*ISTRUZIONI E REQUISITI*
Riporta parola per parola il brano delle letture che comincia con «Canto al Vangelo» e finisce con «VANGELO (Mt 18,21-35)».

*DOCUMENTO*
SECONDA LETTURA (Rm 14,7-9)
Sia che viviamo, sia che moriamo, siamo del Signore.
Dalla lettera di san Paolo apostolo ai Romani

Fratelli, nessuno di noi vive per se stesso e nessuno muore per se stesso, perché se noi viviamo, viviamo per il Signore, se noi moriamo, moriamo per il Signore.
Sia che viviamo, sia che moriamo, siamo del Signore.
Per questo infatti Cristo è morto ed è ritornato alla vita: per essere il Signore dei morti e dei vivi.

Canto al Vangelo (Gv 13,34)
Alleluia, alleluia.
Vi do un comandamento nuovo, dice il Signore:
come io ho amato voi, così amatevi anche voi gli uni gli altri.
Alleluia.

VANGELO (Mt 18,21-35)
Non ti dico fino a sette volte, ma fino a settanta volte sette.

+ Dal Vangelo secondo Matteo

In quel tempo, Pietro si avvicinò a Gesù e gli disse: «Signore, se il mio fratello commette colpe contro di me, quante volte dovrò perdonargli? Fino a sette volte?». E Gesù gli rispose: «Non ti dico fino a sette volte, ma fino a settanta volte sette.
Per questo, il regno dei cieli è simile a un re che volle regolare i conti con i suoi servi. Aveva cominciato a regolare i conti, quando gli fu presentato un tale che gli doveva diecimila talenti. Poiché costui non era in grado di restituire, il padrone ordinò che fosse venduto lui con la moglie, i figli e quanto possedeva, e così saldasse il debito. Allora il servo, prostrato a terra, lo supplicava dicendo: “Abbi pazienza con me e ti restituirò ogni cosa”. Il padrone ebbe compassione di quel servo, lo lasciò andare e gli condonò il debito.
Appena uscito, quel servo trovò uno dei suoi compagni, che gli doveva cento denari. Lo prese per il collo e lo soffocava, dicendo: “Restituisci quello che devi!”. Il suo compagno, prostrato a terra, lo pregava dicendo: “Abbi pazienza con me e ti restituirò”. Ma egli non volle, andò e lo fece gettare in prigione, fino a che non avesse pagato il debito.

*ESTRATTO DEI DATI*
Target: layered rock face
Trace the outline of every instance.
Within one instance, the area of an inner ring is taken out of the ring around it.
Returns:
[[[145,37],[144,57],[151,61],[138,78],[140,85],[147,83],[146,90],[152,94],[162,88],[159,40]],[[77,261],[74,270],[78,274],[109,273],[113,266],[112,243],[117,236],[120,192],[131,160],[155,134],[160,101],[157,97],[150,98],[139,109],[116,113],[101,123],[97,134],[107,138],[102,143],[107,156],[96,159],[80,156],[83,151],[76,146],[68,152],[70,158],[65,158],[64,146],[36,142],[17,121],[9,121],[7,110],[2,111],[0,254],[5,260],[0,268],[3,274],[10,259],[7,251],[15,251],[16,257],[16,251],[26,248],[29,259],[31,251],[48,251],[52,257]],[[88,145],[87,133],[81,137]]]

*RISULTATO DEL COMPITO*
Canto al Vangelo (Gv 13,34)
Alleluia, alleluia.
Vi do un comandamento nuovo, dice il Signore:
come io ho amato voi, così amatevi anche voi gli uni gli altri.
Alleluia.

VANGELO (Mt 18,21-35)